Page:
···

Interestingly, the Chinese report did not specify when construction would start and what type of hydropower plant (or plants) would be built.
The project has been in the pipeline for decades. In November 2020, Beijing had included the survey of the Great Bend of the Yarlung Tsangpo (which becomes the Siang in Arunachal Pradesh and then the Brahmaputra) in China’s 14th Five-Year Plan (2021-25). When The Global Times announced that Beijing was going to build a cascade of nine large HPPs on the Yarlung Tsangpo, human rights groups raised concerns, fearing displacement of locals and adverse environmental impact on the downstream countries of India and Bangladesh.
The point remains that despite the innumerable articles and experts’ comments, one knows practically nothing about the technical and geographical aspects of the project.
In 2020, Yan Zhiyong, then chairman of the Chinese state-owned Power Construction Corporation of China, had indicated that the Great Bend of the Yarlung Tsangpo was the most hydropower-rich region in the world: “The lower reaches area features a vertical drop of 2,000 meters over a 50 km distance, representing nearly 70 million kilowatts of resources that could be developed—that is more than three Three Gorges Dams with an installed capacity of 22.5 million kilowatts,” he pointed out. Four years ago, it was also clear that the idea of a single dam had been abandoned for a series of nine or ten large run-of-the-river HPPs with minimum reservoirs.
Why has the mega-dam concept returned now? Nobody knows the answer. One possibility is that the story could have been planted by China to spread fear downstream, in India in particular.
Seismicity of the Himalayan Belt
Coincidentally, less than two weeks later, on 7 January, an earthquake measuring 7.1 on the Richter scale struck Tingri County, near Shigatse in Central Tibet. According to Chinese sources, at least 126 people were killed and 338 were injured in the region, although the true death toll could be higher. The earthquake was the biggest on the Tibetan plateau (and in China) since the 2021 Maduo earthquake in Qinghai Province, also known as 5.22 (May 22). While no casualties were reported from this earthquake, the Jishishan earthquake (in Gansu) in December 2023 caused 151 deaths and 982 injuries, while the 2014 Ludian earthquake (in Yunnan) killed 615 people and injured 2,400 others, with over 12,000 houses destroyed. According to the China Earthquake Networks Centre (CENC), “Since 1950, 21 earthquakes above magnitude 6 have happened in the Lhasa region, with a maximum magnitude of 6.9.”
Closer to India, the seismicity of the Great Bend of the Yarlung Tsangpo and the Himalaya, in general, has been one of the main objections to any mega (or even large) projects in the area. However, Chinese Foreign Ministry spokesperson Mao Ning denied that the planned megastructure could have an effect on India claiming China “has always adhered to a responsible attitude toward the development of cross-border rivers”. The earthquake in Tingri suggests, however, that the issue is indeed a serious one.

···

List of tasks:
1) In the article on the Yarlung Tsangpo hydropower project, what magnitude was the earthquake that struck Tingri County on 7 January?
2) Retype the article on the Yarlung Tsangpo hydropower project, everything from "Interestingly, the Chinese" down to "India and Bangladesh.".
You won't need the material that comes next.

Dataset entries
···

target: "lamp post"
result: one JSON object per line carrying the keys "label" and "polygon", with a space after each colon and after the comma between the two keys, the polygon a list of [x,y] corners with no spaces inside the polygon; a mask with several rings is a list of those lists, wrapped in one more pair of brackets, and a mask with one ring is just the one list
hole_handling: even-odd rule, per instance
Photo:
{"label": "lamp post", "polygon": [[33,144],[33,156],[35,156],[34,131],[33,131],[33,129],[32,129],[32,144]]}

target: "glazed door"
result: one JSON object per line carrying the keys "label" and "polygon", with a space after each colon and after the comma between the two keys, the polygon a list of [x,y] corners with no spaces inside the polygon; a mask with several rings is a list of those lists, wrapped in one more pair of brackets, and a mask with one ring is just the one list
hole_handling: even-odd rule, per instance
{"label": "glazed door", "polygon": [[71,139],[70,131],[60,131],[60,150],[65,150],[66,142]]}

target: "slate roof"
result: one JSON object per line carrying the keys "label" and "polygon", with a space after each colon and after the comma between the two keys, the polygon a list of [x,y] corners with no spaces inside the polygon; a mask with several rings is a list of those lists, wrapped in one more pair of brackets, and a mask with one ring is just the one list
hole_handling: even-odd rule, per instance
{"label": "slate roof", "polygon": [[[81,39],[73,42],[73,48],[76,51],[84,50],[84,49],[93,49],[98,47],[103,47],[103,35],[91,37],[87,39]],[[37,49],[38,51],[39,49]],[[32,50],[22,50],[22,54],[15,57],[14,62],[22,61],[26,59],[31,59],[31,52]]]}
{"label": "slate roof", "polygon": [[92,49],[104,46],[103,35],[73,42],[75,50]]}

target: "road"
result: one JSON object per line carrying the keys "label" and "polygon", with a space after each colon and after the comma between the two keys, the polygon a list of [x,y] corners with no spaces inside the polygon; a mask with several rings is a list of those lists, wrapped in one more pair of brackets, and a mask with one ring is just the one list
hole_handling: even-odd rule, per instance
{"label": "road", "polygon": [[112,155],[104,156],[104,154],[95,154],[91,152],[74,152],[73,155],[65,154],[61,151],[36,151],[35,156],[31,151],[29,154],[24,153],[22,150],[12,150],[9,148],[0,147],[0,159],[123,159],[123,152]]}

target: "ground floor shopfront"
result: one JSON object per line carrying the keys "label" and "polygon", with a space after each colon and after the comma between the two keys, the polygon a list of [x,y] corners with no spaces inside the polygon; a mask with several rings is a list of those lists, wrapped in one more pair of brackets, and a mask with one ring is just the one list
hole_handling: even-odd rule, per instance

···

Answers for this exercise:
1) It measured 7.1 on the Richter scale.

2)
Interestingly, the Chinese report did not specify when construction would start and what type of hydropower plant (or plants) would be built.
The project has been in the pipeline for decades. In November 2020, Beijing had included the survey of the Great Bend of the Yarlung Tsangpo (which becomes the Siang in Arunachal Pradesh and then the Brahmaputra) in China’s 14th Five-Year Plan (2021-25). When The Global Times announced that Beijing was going to build a cascade of nine large HPPs on the Yarlung Tsangpo, human rights groups raised concerns, fearing displacement of locals and adverse environmental impact on the downstream countries of India and Bangladesh.